**Excerpted records**
::::
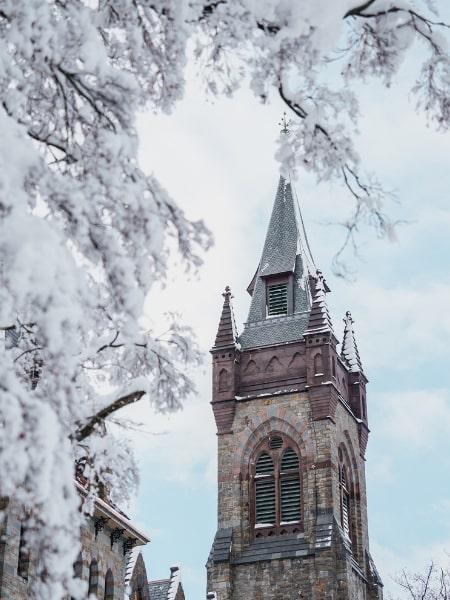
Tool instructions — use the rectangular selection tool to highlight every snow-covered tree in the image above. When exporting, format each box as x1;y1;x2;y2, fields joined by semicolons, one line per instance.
0;1;448;597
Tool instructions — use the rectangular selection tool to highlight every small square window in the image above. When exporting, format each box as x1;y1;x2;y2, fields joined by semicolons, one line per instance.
267;283;288;316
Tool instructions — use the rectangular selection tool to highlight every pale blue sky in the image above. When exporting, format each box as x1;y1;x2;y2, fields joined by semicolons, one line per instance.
121;36;450;599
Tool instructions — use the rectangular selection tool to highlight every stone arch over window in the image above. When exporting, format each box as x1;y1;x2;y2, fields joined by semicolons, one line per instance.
313;352;323;375
244;359;258;375
237;416;312;477
218;368;229;392
89;558;99;595
265;356;282;373
287;351;302;372
104;568;114;600
250;433;302;538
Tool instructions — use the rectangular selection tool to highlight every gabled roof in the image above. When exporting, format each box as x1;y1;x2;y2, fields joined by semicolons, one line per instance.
239;176;316;349
149;579;170;600
125;546;141;589
149;566;184;600
341;311;363;373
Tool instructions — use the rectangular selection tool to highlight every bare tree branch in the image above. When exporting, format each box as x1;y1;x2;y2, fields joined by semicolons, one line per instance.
74;390;146;442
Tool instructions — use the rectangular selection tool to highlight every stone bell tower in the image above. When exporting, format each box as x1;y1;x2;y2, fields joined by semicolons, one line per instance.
206;176;383;600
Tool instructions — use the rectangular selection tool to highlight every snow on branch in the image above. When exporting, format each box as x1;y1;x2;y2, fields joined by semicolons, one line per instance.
0;0;449;596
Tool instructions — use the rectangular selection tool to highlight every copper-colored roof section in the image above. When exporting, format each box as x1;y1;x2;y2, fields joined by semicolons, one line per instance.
341;311;363;373
304;270;334;336
212;286;238;350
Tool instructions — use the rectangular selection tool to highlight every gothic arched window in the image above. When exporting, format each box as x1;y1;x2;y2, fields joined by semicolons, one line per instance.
338;445;357;553
73;552;83;580
252;434;302;537
339;466;351;539
17;523;30;580
89;559;99;595
104;568;114;600
313;352;324;375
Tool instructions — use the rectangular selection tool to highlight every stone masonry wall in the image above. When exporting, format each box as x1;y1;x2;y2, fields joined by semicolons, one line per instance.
0;497;127;600
0;498;35;600
77;516;126;599
208;388;375;600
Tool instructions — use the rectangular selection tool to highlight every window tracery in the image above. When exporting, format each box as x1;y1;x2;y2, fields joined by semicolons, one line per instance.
251;434;302;537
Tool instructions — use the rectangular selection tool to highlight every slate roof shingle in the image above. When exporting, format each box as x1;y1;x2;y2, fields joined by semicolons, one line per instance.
239;176;316;350
149;579;170;600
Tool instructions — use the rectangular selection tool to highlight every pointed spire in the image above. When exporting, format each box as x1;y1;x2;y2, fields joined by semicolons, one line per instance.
341;311;363;373
304;270;334;335
212;286;238;350
240;175;319;349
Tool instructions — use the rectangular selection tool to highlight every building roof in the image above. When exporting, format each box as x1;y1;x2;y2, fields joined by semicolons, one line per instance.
75;480;150;545
239;176;316;349
149;566;183;600
124;546;141;589
149;579;171;600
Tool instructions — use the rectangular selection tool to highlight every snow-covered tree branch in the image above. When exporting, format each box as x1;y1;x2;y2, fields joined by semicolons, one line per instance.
0;0;448;597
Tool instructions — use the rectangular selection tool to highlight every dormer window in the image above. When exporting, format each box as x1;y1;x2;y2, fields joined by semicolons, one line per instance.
267;283;288;316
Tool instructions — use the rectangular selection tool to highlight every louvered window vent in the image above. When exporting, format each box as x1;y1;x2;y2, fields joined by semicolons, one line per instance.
255;479;276;524
281;448;299;472
340;467;351;539
255;452;274;475
253;439;302;532
342;492;350;537
267;284;288;316
280;477;301;522
269;436;283;449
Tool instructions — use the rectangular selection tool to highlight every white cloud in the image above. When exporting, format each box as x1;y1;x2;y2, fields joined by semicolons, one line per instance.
122;386;217;486
373;388;450;447
331;279;450;371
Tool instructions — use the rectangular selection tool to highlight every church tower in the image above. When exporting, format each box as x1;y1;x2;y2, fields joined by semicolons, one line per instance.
207;176;383;600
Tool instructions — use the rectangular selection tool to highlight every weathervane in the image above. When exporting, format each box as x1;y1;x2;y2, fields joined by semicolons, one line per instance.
279;111;292;134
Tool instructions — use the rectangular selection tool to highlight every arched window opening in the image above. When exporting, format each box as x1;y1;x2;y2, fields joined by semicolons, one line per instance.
281;448;299;472
255;453;275;525
339;467;351;539
280;449;300;522
313;353;323;375
362;395;367;420
73;552;83;580
332;356;336;378
89;559;99;595
252;437;301;535
269;436;283;450
104;568;114;600
218;368;229;392
17;524;30;580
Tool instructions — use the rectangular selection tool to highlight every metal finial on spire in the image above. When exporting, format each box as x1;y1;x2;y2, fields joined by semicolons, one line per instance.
222;285;232;300
279;112;292;135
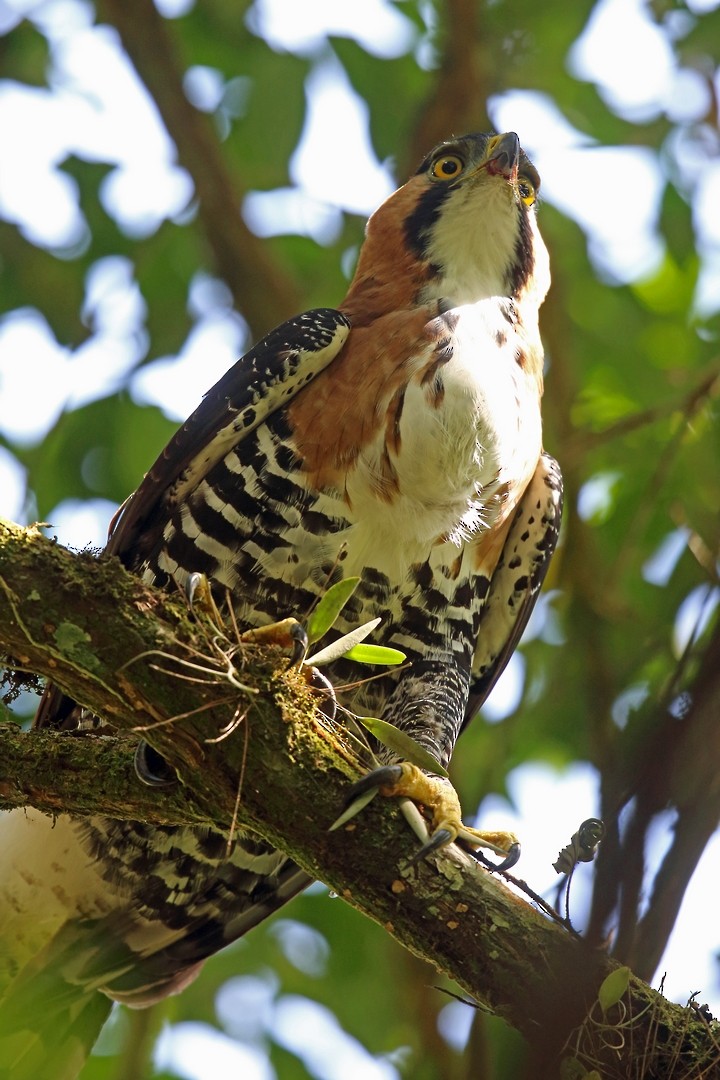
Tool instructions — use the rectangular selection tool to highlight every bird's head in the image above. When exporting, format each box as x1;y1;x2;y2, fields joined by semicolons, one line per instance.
343;132;550;321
::::
**Your objective**
Could you set down every entry again exactly as written, leaving out any pictures?

**The completed task**
Tool instructions — use the rectangular selection tool to highlight every snow-covered tree in the image above. When exporting, format each box as x1;y1;x2;y2, fields joined by semicolons, one line per instance.
0;1;448;597
Tool instructions — use the rectangular selection tool to highlight every small square window in the image above. When exporting, format each box as x1;y1;x2;y2, fields joined by semicolons, one line per instance.
267;283;288;316
Tool instructions — use the rectangular selection tool to highlight every pale blue sky in the image above. When exporting, format each box as x1;y1;x2;y2, fields joined by semicolons, one line per instance.
121;36;450;599
Tool instructions — use the rectangular selection tool to highlight every stone arch over window in the image above. When exporting, format each box as x1;y1;x2;y2, fields joined by semicolons, one line per instance.
313;352;323;375
244;359;258;375
237;416;312;477
218;368;229;392
89;558;99;595
265;356;282;373
287;351;302;372
104;568;114;600
250;433;302;538
Tool instructions — use the rectangular selection tool to highlight every gabled roof in the image above. When exporting, format each box as x1;y1;x2;y2, fields joined by semicolons, one line per instance.
239;176;316;349
149;579;170;600
125;546;141;589
149;566;184;600
341;311;363;373
Tool instructions — use the rectangular selection tool to highlight every bare tree branch in the image above. When exporting, format each box as x1;y1;x2;y2, fields joined by semicolons, one line per instance.
74;390;146;442
Tool instructions — use the rectangular selection tool to highlight every stone bell tower in the image above. When exporting, format each box as x1;y1;x2;y2, fields joined by semicolons, one line per instance.
206;176;383;600
Tool instructions — use the rectangular selection tool to highlight every snow on branch in the image above. When exporting, format each box as x1;y1;x2;y2, fields joined by semicolons, one line per instance.
0;0;449;596
Tool instructions — use the rectangular selection tool to highlight every copper-colored roof section in the image above. When exporting, format each box as x1;y1;x2;y2, fields joined by semicolons, one line per instance.
341;311;363;373
304;270;334;336
212;286;238;350
Tool instructions — use the rectangular selection tool to highlight every gothic arched window in the image above. When exporting, format each box as x1;y1;x2;y2, fields joined by semicolons, one line per instance.
338;445;357;553
73;552;83;580
252;434;302;537
339;466;351;539
17;523;30;580
89;559;99;595
104;568;114;600
313;352;324;375
Tool instructions — use the rectangular selection tool to highlight every stone masonry wall in the image above. When exporting, format each box as x1;y1;x2;y2, fields joined by semicolons, one line per instance.
0;497;127;600
0;498;35;600
77;516;126;599
208;388;375;600
Tool instructions — use the rectangular selection tool to highlight every window tracery in the image above. When exporting, format each box as x1;y1;x2;y2, fields joined by semicolons, one line per instance.
251;434;302;537
Tool instructions — use the rectangular selection tool to highlight every slate roof shingle in the image above. When exporting, format each box as x1;y1;x2;y2, fields joined by semicolons, one line per instance.
239;176;316;350
149;579;170;600
Tool instructions — use the rectangular selection tool to highlight every pointed spire in the image above. When exporting, format each box as x1;y1;x2;y2, fields joined by semicolons, one line per instance.
341;311;363;373
304;270;334;335
212;286;238;350
240;175;319;349
Tool instructions — use the rectangular selection tool to highlight every building roof in the image above. When exporting, format each box as x1;y1;x2;y2, fields joined by semicolons, one line per instance.
75;480;150;545
239;176;316;349
149;566;183;600
124;546;141;589
149;579;171;600
Tool instructions — use the rectangular selection tool to highlight every snow-covered tree branch in the image above. When exporting, format each box as x1;y1;x2;y2, fields joined by semicolons, one line per instance.
0;0;448;597
Tool instructions — use the rectangular selection tool to highlight every dormer window in the image above. When exporting, format each box as x1;y1;x2;y2, fields joined by semicolons, one line per instance.
267;283;288;316
Tool instructions — use the rectangular selection tool to highlight every louvered window vent in the image above. When exporting, format each box as x1;y1;x2;y2, fields joined by semicolons, one line per instance.
255;479;276;524
281;448;299;472
340;467;351;539
255;452;274;475
253;439;302;532
342;492;350;537
267;284;288;316
280;477;301;522
269;436;283;449
Tool instructions — use the rectangular selection tool to highlight every white cloud in the image above. When exporting, format each box as x1;y1;x2;y2, fields joined by semicolons, one line per instance.
122;386;217;486
373;388;450;447
331;279;450;371
Tool instructions — use the rectangular selection tool to highlight every church tower in the image above. When exporting, format each box as x1;y1;x2;y2, fields joined by semicolons, one line per instance.
207;176;383;600
Tool instructions — use the rectangular selection tool to highlight every weathervane in the image above. When exporting, format each box as x1;y1;x2;y2, fields joined by semicolons, one line per instance.
279;111;292;134
Tool instructions — use the rectangular selection tool to highlight every arched window opening in the image above. When exporting, format each box as x1;y1;x2;y2, fields joined by semicolons, one line per instance.
281;448;299;472
255;453;275;525
339;467;351;539
280;449;300;522
313;353;323;375
362;395;367;420
73;552;83;580
332;356;336;378
89;559;99;595
252;437;301;535
269;436;283;450
104;568;114;600
218;368;229;392
17;524;30;580
Tool instructions — use the rectangular selection tool to highlight every metal finial on spire in the image above. When exporting, format each box as x1;y1;x2;y2, fields joined by semicolons, one line per instance.
222;285;232;300
279;112;292;135
Tool instructions — use the rectangular selection tool to highlight every bird's head in the image above. When exporting, format each box as x1;y1;x2;y2, fields joined by semicolons, one line per instance.
343;132;550;321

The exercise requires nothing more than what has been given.